§ **What to produce**
When you transcribe the records that follow, reproduce each line exactly as given.

§ **Material for the task**

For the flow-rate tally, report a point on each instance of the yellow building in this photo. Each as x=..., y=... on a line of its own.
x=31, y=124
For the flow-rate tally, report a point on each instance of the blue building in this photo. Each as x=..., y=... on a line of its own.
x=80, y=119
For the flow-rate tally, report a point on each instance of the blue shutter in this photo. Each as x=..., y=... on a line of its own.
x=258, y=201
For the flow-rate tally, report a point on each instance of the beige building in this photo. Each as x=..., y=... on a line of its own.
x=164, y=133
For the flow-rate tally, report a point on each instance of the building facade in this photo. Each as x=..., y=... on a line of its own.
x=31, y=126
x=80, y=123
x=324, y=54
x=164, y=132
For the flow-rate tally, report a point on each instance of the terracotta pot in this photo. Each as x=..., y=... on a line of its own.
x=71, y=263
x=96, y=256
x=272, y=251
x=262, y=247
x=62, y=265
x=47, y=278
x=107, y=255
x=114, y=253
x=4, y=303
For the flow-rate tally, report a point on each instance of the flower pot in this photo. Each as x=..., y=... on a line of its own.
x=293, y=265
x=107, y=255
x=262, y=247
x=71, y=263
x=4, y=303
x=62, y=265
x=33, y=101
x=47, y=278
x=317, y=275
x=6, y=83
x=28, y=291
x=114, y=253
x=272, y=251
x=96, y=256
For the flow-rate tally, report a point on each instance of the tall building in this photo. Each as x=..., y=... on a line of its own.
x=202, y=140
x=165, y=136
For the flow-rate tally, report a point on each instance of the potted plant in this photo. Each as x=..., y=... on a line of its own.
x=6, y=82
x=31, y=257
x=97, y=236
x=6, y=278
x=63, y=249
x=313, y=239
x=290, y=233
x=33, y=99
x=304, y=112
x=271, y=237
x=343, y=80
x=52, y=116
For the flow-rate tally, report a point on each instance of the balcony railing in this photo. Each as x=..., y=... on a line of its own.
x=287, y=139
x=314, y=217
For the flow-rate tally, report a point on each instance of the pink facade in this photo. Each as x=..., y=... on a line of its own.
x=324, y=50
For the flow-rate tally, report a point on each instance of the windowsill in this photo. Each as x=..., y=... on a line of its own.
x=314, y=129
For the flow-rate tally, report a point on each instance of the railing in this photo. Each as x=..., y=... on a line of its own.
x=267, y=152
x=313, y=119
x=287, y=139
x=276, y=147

§ **Answer for this exercise**
For the flow-rate tally, report a point on each instance of the yellow building in this photo. Each as x=..., y=... on a line of its own.
x=31, y=124
For the flow-rate tally, report a point on each instance of the blue building in this photo. Each as x=..., y=... on a line of its own.
x=80, y=119
For the flow-rate tally, report a point on each instance of the blue shutter in this photo. Each as x=..., y=... on a line of its own.
x=258, y=201
For the flow-rate tally, report a point on each instance of the beige building in this photo. Each as x=..., y=... on a line of its own.
x=164, y=133
For the flow-rate tally, report a point on each instance of the building facade in this photo. Each as x=..., y=... on a line of its own.
x=31, y=126
x=80, y=123
x=324, y=54
x=164, y=132
For the flow-rate tally, report a point on each instance of the terracotta pot in this photo. Each as x=..., y=... on a line of its own.
x=71, y=263
x=96, y=256
x=272, y=251
x=262, y=247
x=62, y=265
x=47, y=278
x=107, y=255
x=114, y=253
x=4, y=303
For the flow-rate tally, report a point on each instance of the flower pot in this photo. Each as x=..., y=... on a line of its own.
x=293, y=265
x=107, y=255
x=262, y=247
x=71, y=263
x=4, y=303
x=62, y=265
x=33, y=101
x=47, y=278
x=317, y=275
x=6, y=83
x=28, y=291
x=114, y=253
x=272, y=251
x=96, y=256
For the flow-rate tally, report a point on each instance of the tall building in this photo. Each as x=..., y=... on a line of its own.
x=202, y=140
x=165, y=136
For the flow-rate tally, report a point on each instance of the potted plant in this photo. Each as x=..., y=... on a line of its own.
x=6, y=82
x=31, y=257
x=97, y=236
x=6, y=278
x=63, y=249
x=313, y=239
x=290, y=233
x=33, y=99
x=304, y=112
x=271, y=237
x=343, y=80
x=52, y=116
For the flow-rate tally, report a point on each instance of the balcony railing in this photo. Each as x=..., y=... on a line of its own.
x=287, y=139
x=314, y=217
For the flow-rate tally, report a point on each instance of the pink facade in this photo. Each as x=..., y=... on a line of its own.
x=324, y=50
For the flow-rate tally, report a point on each instance of the windowsill in this photo. Each as x=..., y=... on a line of its own.
x=314, y=129
For the flow-rate tally, report a point on each instance of the railing in this photo. Each as x=..., y=... on a line of its own.
x=267, y=152
x=313, y=119
x=287, y=139
x=276, y=147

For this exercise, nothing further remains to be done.